Work to do: Please quote, word for word, the stretch of the data below from its first line through the line containing "(1349, 632)".

[BEGIN Records provided]

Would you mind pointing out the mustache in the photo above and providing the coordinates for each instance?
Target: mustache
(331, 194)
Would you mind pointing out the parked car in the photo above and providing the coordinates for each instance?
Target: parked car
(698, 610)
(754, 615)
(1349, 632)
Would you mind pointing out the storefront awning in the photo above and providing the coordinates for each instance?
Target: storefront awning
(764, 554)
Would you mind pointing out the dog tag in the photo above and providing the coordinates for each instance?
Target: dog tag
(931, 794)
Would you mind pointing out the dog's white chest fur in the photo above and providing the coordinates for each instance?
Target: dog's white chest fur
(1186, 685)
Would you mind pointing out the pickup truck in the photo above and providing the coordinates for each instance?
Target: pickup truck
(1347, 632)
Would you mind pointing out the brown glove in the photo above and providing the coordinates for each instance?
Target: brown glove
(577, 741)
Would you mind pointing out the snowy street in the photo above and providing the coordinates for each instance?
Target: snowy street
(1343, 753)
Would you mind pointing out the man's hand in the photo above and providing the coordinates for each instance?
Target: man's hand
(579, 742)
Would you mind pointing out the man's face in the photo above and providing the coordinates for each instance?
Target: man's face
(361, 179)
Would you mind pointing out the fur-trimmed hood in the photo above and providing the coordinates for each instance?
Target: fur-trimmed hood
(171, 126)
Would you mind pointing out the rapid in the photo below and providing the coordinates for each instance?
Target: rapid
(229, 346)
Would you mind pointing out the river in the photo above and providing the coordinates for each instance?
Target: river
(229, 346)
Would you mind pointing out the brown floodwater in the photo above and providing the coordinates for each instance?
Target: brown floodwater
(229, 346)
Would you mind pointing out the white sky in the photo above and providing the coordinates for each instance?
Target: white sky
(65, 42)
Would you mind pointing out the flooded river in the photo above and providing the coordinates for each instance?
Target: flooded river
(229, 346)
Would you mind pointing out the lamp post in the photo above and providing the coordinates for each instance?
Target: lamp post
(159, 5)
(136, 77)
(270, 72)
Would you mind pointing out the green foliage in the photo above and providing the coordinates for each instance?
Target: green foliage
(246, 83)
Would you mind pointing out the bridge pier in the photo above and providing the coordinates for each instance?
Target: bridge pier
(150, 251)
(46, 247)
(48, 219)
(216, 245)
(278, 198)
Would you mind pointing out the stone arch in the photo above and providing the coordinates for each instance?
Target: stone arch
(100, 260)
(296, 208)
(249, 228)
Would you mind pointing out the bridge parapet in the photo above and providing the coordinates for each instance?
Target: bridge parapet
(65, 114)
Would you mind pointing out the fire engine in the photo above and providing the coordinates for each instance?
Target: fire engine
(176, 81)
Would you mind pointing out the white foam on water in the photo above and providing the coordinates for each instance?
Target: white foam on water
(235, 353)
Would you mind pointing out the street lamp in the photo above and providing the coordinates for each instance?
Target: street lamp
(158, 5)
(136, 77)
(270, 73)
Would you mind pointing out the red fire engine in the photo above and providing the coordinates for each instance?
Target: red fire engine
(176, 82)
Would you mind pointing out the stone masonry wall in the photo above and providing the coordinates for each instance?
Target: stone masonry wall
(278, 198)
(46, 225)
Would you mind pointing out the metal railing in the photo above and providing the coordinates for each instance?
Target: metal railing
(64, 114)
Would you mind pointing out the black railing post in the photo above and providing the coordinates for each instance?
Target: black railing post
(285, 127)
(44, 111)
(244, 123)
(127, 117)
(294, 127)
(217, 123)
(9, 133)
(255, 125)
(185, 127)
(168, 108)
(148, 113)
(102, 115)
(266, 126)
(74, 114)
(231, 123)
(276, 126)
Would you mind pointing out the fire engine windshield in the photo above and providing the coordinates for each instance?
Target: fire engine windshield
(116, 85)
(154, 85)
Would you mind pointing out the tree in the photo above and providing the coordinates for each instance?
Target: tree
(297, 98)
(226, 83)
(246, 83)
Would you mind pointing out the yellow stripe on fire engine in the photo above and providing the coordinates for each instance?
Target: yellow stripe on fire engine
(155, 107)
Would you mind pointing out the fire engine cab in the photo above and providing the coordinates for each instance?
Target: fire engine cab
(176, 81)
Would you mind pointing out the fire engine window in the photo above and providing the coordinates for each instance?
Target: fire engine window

[END Records provided]

Response for this exercise:
Would you mind pointing out the mustache in the photo above and providing the coordinates for each instance?
Target: mustache
(331, 194)
Would you mind pointing out the parked car in the photo above and providing the coordinates for each instance?
Target: parked car
(698, 610)
(754, 615)
(1349, 632)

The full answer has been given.